• **Direction**: Which lines in the items below contain the string "ship", with case counting? Pull out each of those lines in full.

• **Input rows**:
Start
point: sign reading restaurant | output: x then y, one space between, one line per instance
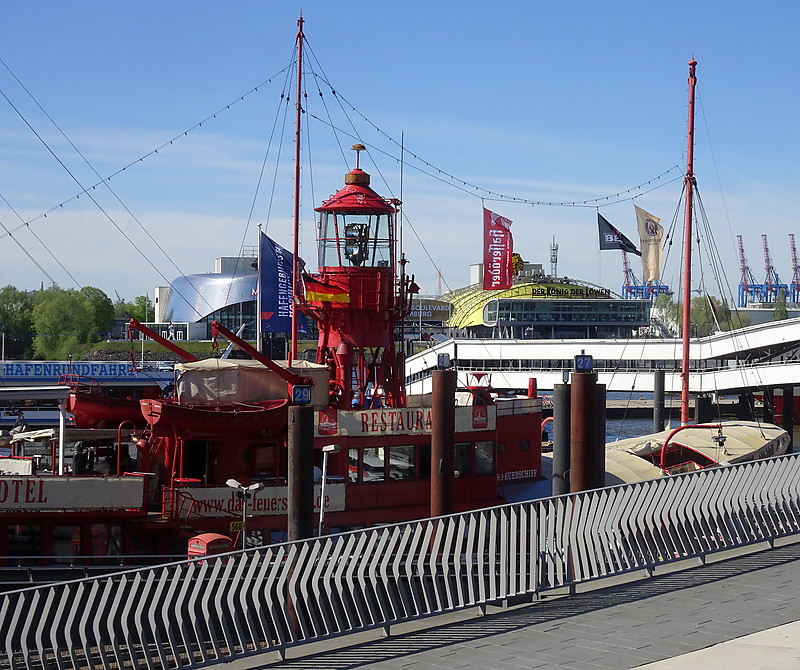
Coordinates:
400 421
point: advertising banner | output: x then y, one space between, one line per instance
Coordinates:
498 246
650 235
275 287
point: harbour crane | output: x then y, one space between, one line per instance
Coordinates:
794 287
749 289
772 282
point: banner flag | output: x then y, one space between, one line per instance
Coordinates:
317 291
274 287
611 238
650 235
498 246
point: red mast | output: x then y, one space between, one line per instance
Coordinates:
687 247
295 263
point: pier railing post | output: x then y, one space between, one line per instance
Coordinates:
561 438
583 447
300 516
443 428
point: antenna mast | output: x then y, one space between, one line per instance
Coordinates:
689 182
295 261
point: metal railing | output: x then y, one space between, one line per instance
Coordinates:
216 609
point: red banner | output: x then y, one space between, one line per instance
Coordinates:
498 246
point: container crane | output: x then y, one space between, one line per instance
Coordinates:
794 287
748 287
772 282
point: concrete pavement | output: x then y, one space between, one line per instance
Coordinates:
742 612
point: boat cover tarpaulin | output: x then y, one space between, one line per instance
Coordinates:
744 440
216 381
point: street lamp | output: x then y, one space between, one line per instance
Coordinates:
244 493
327 449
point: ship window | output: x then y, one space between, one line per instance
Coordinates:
352 469
401 463
424 463
373 465
463 459
484 457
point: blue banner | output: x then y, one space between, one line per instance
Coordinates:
275 287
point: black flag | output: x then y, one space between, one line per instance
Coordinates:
611 238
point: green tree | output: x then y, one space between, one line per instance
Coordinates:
67 320
780 313
16 322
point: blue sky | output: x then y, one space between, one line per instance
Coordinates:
539 101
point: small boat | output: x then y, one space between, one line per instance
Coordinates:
96 406
696 447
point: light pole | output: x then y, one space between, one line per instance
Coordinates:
327 449
244 493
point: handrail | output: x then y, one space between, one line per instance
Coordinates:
245 602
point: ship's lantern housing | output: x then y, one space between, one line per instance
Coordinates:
356 227
356 298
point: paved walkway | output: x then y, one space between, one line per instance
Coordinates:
736 613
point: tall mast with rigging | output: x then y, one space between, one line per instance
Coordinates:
687 250
296 217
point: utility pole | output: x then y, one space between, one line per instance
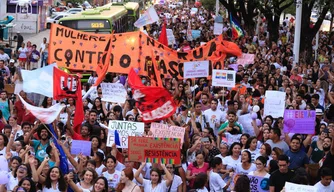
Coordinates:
296 44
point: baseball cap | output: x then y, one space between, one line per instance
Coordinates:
319 112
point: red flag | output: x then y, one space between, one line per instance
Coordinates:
69 86
64 85
154 103
163 35
103 65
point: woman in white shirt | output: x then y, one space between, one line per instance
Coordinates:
155 184
88 176
54 181
261 163
216 181
176 185
246 165
23 52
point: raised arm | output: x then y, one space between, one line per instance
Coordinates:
137 174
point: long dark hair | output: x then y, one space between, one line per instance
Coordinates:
32 184
105 184
61 181
242 184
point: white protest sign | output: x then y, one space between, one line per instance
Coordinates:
291 187
113 92
223 78
195 69
217 28
274 103
170 37
165 131
124 129
246 122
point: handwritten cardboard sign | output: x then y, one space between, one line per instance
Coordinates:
165 131
274 104
195 69
79 146
223 78
299 121
113 92
154 150
258 184
124 129
291 187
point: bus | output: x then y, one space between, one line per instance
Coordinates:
105 19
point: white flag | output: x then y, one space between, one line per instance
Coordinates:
45 115
39 80
149 17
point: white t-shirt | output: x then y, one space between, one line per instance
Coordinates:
177 181
266 176
213 117
23 52
230 162
99 169
113 179
83 189
159 188
216 182
321 188
241 170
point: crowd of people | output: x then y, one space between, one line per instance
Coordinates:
218 154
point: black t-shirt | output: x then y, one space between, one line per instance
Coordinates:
329 162
278 179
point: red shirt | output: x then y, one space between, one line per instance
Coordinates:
30 118
18 106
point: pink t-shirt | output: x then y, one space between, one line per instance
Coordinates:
195 170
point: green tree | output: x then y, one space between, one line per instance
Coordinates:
307 32
272 10
209 4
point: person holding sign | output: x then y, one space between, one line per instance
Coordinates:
156 184
216 181
326 184
283 174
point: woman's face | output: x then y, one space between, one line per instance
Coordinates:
244 157
243 140
263 151
253 144
54 174
266 134
123 178
26 185
70 101
154 177
22 171
18 146
110 164
236 150
95 142
2 141
14 164
12 121
273 155
102 135
97 102
200 159
259 165
99 185
88 177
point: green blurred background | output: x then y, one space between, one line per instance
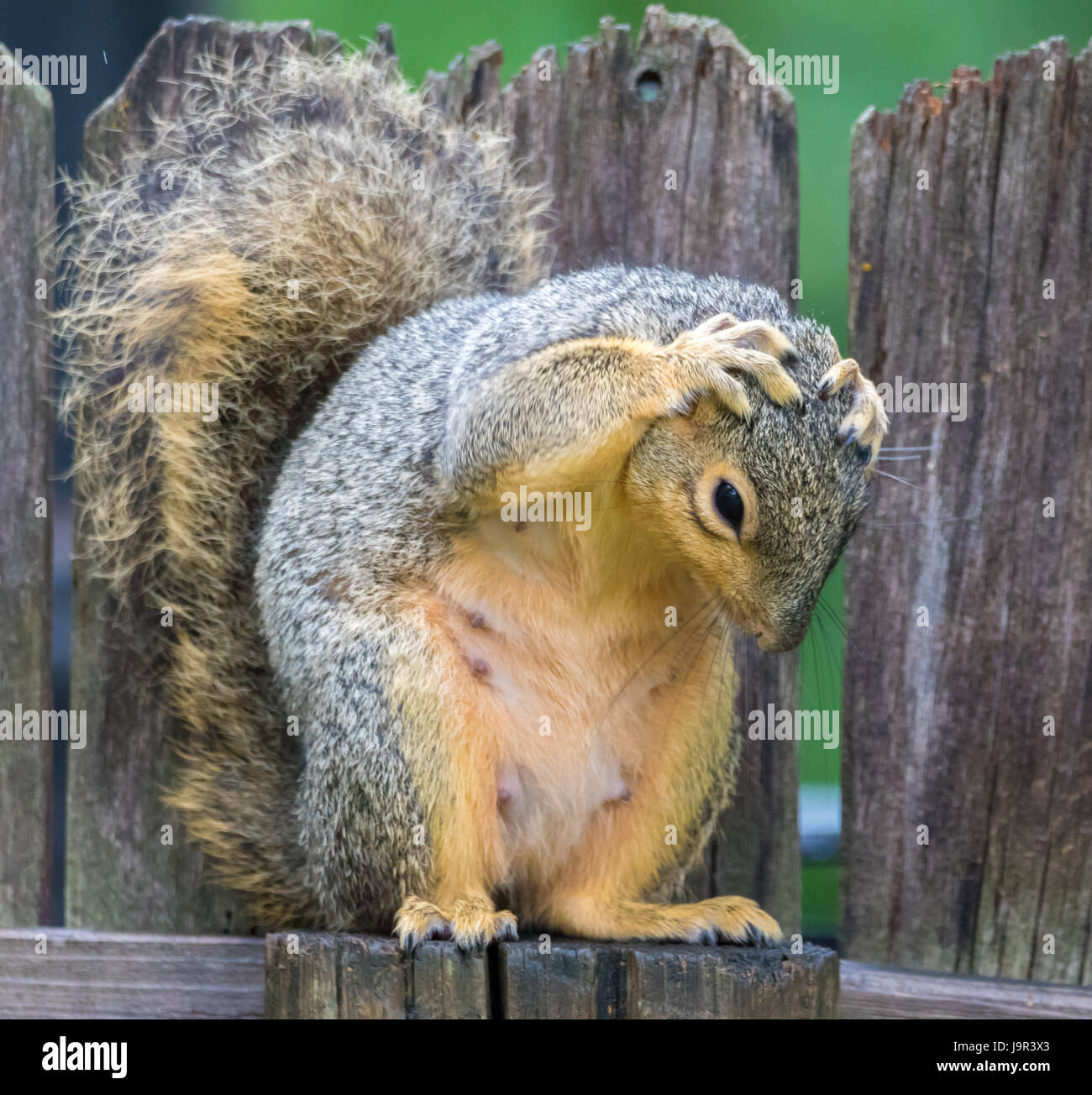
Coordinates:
882 47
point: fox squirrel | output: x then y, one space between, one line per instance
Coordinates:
486 706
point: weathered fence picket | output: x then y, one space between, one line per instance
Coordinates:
970 252
26 432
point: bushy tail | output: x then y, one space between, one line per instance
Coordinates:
294 208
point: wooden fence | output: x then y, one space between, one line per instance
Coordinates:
664 151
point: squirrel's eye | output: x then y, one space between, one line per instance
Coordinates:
728 504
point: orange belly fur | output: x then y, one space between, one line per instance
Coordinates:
570 687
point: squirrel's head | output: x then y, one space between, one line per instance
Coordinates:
759 511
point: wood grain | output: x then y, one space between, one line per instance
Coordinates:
872 993
311 976
26 280
108 975
945 721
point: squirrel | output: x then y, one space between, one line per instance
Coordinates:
494 720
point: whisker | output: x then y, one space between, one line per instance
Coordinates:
897 479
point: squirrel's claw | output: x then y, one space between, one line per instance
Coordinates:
721 346
867 422
471 923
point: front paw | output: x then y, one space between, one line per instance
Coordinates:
739 920
712 355
867 422
472 923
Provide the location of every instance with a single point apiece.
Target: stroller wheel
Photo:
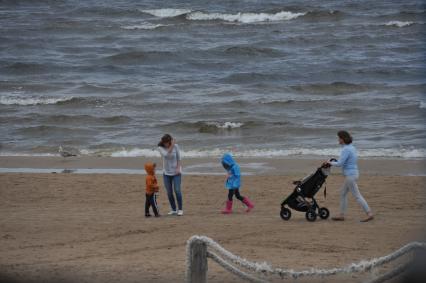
End
• **Solution for this problem**:
point: ship window | output: x then y, one space between, one line per instance
point: ship's lantern housing | output: x then y, one space between, one line per instance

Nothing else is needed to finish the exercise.